§ Extract to read:
┄┄┄┄┄┄

Rotenone-driven DNA hypermethylation of the miR-6991–3p promoter induces death of mouse brain organoids

Abstract

Rotenone has potential chemical toxicity in the nervous system of both insects and mammals, but its deep molecular biological mechanisms have not been clarified. Here, the epigenetic regulatory mechanism underlying the toxicity of rotenone was studied using murine brain organoids (mBOs). Transmission electron microscopy indicated that rotenone destroyed mBOs’mitochondrial structure. RRBS-Seq showed that some promoter regions from the DLK1-DIO3 imprinted microRNA clusters were hypomethylated. But, rotenone stimulated hypermethylation significantly on the promoter DNA of miR-6991–3p. MiR-6991–3p in the rotenone-treated mBOs had the greatest decreased miRNA expression compared with the control. Meanwhile, luciferase report assay indicated that miR-6991–3p induced a decrease in luciferase activity via binding to specific sites on the 3′UTR of DEDD2 gene. To overexpression of miR-6991–3p attenuated mBO proliferated inhibition and cell death, accumulation for lipid peroxidation products significantly by rotenone inducing. Subsequently, results of cell staining and molecular biology experiment revealed that overexpression for miR-6991–3p significantly weakened expression levels of death-related genes (DEDD2, caspase-8, caspase-3, and caspase-1), but significantly elevated expression levels of cell proliferation-related genes (Ki67 and BCL2) in rotenone treated mBOs group. Here, we reveal a novel epigenetic mechanism of rotenone-induced neuronal death, in which rotenone induced promoter DNA hypermethylation of miR-6991–3p in the DLK1-DIO3 imprinted cluster. This caused miR-6991–3p transcriptional activity to be downregulated, which subsequently significantly increased the expression of its target gene, DEDD2, ultimately leading to neural organoid cell death.

┄┄┄┄┄┄

§ Provided records:
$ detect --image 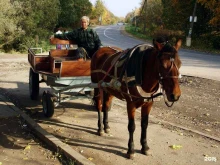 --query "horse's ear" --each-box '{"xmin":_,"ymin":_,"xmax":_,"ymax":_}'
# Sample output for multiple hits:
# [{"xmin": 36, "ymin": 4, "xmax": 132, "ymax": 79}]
[
  {"xmin": 153, "ymin": 39, "xmax": 163, "ymax": 50},
  {"xmin": 174, "ymin": 39, "xmax": 182, "ymax": 51}
]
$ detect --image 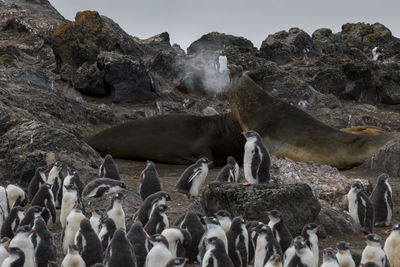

┄┄┄┄┄┄

§ What this task involves: Rewrite the paragraph of the abstract that begins "Rotenone has potential chemical toxicity" as a shorter bulleted list that keeps its main findings.

§ Expected answer:
- Rotenone may be chemically toxic to the nervous systems of insects and mammals, but its molecular mechanism is unclear. The study examined the epigenetic basis of that toxicity in murine brain organoids (mBOs).
- Transmission electron microscopy showed that rotenone destroyed mitochondrial structure in mBOs.
- RRBS-Seq found some promoter regions in the DLK1-DIO3 imprinted microRNA clusters hypomethylated. Rotenone, however, significantly hypermethylated the promoter DNA of miR-6991–3p.
- Compared with the control, miR-6991–3p showed the largest drop in expression in rotenone-treated mBOs.
- A luciferase reporter assay showed that miR-6991–3p lowers luciferase activity by binding specific sites on the 3′UTR of the DEDD2 gene.
- Overexpressing miR-6991–3p lessened the rotenone-induced inhibition of mBO proliferation, cell death and buildup of lipid peroxidation products.
- In rotenone-treated mBOs, the same overexpression lowered the death-related genes DEDD2, caspase-8, caspase-3 and caspase-1. It raised the proliferation-related genes Ki67 and BCL2.
- Proposed mechanism: rotenone hypermethylates the miR-6991–3p promoter and downregulates its transcription. This increases expression of its target gene DEDD2, leading to neural organoid cell death.